> [Task goal]
Recast the entries as a Markdown table with the columns "Row" and "Line", starting at the first line of the entries and ending at the line that contains "145 48 L 95", both included. Give each line its own row with a row number, and leave out blank lines.

Saved dataset entries
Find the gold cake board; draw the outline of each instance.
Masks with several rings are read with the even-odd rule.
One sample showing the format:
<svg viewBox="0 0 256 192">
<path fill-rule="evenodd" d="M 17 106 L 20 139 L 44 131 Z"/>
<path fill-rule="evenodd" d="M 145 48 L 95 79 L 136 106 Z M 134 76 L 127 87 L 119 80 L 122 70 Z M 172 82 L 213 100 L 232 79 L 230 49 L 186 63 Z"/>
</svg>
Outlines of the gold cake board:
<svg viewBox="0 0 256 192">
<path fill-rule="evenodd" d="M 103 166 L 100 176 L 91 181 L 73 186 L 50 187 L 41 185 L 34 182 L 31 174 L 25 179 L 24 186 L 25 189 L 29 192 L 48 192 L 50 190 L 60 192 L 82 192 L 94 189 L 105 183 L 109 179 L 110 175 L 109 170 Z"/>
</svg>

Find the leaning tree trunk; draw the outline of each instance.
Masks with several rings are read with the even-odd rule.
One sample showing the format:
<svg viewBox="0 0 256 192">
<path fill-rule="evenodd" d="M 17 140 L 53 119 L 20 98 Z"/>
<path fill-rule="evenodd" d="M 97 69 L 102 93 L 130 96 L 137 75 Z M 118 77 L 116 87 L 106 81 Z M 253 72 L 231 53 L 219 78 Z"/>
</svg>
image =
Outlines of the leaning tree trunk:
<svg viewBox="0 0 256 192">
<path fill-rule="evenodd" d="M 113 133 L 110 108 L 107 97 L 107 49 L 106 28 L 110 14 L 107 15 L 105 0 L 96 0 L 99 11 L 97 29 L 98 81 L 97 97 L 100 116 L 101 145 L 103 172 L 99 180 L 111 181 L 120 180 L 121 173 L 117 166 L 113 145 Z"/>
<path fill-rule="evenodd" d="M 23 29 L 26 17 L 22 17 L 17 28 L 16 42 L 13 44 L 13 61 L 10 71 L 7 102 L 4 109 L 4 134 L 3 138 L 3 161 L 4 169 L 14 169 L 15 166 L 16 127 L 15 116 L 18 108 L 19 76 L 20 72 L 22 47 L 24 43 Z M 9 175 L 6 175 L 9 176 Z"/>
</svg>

> [Complete answer]
| Row | Line |
|---|---|
| 1 | Find the gold cake board; draw the outline of each instance. |
| 2 | Masks with several rings are read with the even-odd rule. |
| 3 | One sample showing the format: |
| 4 | <svg viewBox="0 0 256 192"> |
| 5 | <path fill-rule="evenodd" d="M 17 106 L 20 139 L 44 131 Z"/> |
| 6 | <path fill-rule="evenodd" d="M 145 48 L 95 79 L 136 106 Z M 134 76 L 127 87 L 119 80 L 122 70 Z M 172 82 L 213 100 L 232 79 L 230 49 L 186 63 Z"/> |